» Text

|---|

Corona & Patente: Enteignung durch den Staat?

Corona & Patente: Enteignung durch den Staat?

Mit dem im März geänderten Infektionsschutzgesetz können per Anordnung des Gesundheitsministeriums patentgeschützte Erfindungen im Interesse der Allgemeinheit benutzt werden. Das heißt: Zum Schutz der Bevölkerung kann bei einer “epidemischen Lage von nationaler Tragweite„ die Nutzung eines Patents auch gegen den Willen des Patentinhabers vom Hoheitsträger durchgesetzt werden, um die Versorgung z. B. mit Arzneimitteln (inkl. Betäubungsmitteln), Wirk-, Ausgangs- und Hilfsstoffen dafür (bspw. Wirkstoffe gegen Coronaviren), Medizinprodukten (z. B. Beatmungsgeräten), Labordiagnostika, Hilfsmitteln, Desinfektionsmitteln oder Gegenständen der persönlichen Schutzausrüstung sicherzustellen.

Betroffen sind dabei nur bereits “erteilte“ Patente, also sowohl jene vom DPMA als auch europaweite Patente mit Wirkung für Deutschland (gemäß Europäischem Patentübereinkommen). Die Nutzung des Patents muss zeitlich befristet sein, begründet werden und kann vom Patentinhaber vor dem Bundesverwaltungsgericht angefochten werden. Der Patentinhaber hat zudem einen Anspruch auf eine “angemessene Vergütung”, diese dürfte jedoch sicherlich unter jenen Einnahmen liegen, die er normalerweise rein privatwirtschaftlich mit dem entsprechenden Patent erzielen würde. Es wäre sogar denkbar, dass der Staat im Rahmen der Nutzung des Patents einen Wettbewerber beauftragt.

|---|

» Bearbeitungshinweis
Führe den Text über Corona und Patente im Anschluss an seinen letzten Satz fort. Die nachstehenden Zeilen haben damit nichts zu tun.

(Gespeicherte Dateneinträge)
|---|

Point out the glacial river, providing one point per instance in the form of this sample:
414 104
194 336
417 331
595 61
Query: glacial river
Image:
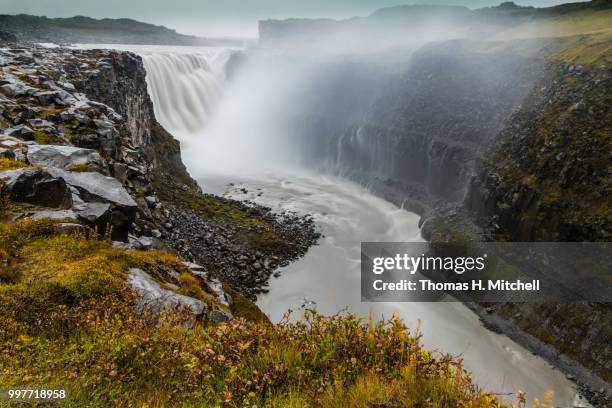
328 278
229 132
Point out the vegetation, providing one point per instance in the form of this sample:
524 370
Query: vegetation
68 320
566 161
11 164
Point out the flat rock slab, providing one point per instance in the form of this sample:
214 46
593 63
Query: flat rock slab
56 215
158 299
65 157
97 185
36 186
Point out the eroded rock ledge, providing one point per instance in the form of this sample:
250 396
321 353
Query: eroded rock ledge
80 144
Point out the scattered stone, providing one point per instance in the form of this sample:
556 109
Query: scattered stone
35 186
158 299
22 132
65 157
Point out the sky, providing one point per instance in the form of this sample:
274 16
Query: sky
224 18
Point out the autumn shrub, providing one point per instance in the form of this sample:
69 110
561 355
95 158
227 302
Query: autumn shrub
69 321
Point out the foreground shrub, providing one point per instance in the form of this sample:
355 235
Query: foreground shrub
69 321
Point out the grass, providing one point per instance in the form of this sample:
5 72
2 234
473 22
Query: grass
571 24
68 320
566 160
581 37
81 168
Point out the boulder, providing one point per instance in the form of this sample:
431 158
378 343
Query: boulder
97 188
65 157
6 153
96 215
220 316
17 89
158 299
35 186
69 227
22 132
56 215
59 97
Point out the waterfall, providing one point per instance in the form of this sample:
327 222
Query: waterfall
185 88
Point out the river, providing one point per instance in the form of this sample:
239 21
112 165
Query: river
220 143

|---|

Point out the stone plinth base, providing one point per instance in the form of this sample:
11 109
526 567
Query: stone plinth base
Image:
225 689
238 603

|---|

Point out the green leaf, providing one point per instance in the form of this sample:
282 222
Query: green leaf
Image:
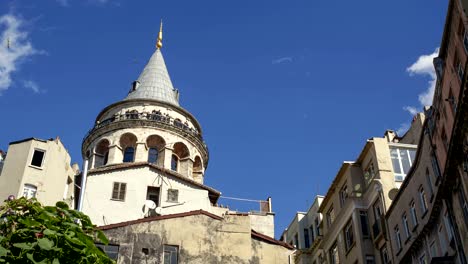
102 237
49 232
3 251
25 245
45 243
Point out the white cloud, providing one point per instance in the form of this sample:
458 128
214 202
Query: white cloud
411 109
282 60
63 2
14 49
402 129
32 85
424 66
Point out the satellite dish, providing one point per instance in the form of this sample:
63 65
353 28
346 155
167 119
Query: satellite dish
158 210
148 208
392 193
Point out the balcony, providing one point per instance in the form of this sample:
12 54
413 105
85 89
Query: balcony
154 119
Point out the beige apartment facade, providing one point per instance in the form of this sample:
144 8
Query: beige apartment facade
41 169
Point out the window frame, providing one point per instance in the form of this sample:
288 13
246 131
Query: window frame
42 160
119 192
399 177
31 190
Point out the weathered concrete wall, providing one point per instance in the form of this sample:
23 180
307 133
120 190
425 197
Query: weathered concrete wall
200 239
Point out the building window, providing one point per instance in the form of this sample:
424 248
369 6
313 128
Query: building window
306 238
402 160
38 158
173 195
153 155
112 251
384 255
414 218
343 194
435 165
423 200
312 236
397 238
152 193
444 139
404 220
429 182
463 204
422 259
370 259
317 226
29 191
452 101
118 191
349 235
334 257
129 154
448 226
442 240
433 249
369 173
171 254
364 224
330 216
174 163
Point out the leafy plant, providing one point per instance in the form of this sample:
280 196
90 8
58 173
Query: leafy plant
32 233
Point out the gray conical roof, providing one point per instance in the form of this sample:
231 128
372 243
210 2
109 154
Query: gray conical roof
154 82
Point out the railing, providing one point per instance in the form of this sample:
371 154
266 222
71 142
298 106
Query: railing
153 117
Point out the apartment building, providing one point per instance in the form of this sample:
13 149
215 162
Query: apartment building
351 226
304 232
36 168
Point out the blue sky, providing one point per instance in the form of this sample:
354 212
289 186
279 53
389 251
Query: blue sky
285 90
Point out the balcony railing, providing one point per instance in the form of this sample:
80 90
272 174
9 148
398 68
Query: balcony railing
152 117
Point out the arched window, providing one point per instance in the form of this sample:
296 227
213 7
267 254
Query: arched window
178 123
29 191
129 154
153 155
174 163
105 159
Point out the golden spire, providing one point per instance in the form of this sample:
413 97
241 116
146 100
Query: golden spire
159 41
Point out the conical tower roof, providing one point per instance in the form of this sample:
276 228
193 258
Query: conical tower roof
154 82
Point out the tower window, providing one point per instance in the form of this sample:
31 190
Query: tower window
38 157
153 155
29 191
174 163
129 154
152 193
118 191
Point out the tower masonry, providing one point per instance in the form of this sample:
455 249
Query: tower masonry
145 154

|---|

» Antwort
Möglich ist auch eine sog. “Zwangslizenz“ – eine solche kam z. B. 2016 zum Einsatz, als nach einer gescheiterten Lizenzverhandlung ein japanischer Hersteller einer deutschen Pharmafirma keine Lizenz für ein HIV-Arzneimittel gewähren wollte. Dieser Fall könnte nun auch für das Medikament Remdesivir, das im Sommer 2020 von der EU eine bedingte Marktzulassung zur Behandlung von Covid-19 erhalten hat, zutreffen: Sollte der Inhaber der Patentrechte, das amerikanische Unternehmen Gilead Sciences, nicht in ausreichendem Maße auch für den europäischen bzw. hiesigen Markt produzieren, würde sich ein hier ansässiges Unternehmen um entsprechende Lizenzen bemühen. Würden Verhandlungen scheitern, könnten entsprechende Zwangslizenzen zum Einsatz kommen, so der Bundesverband der Patentanwälte.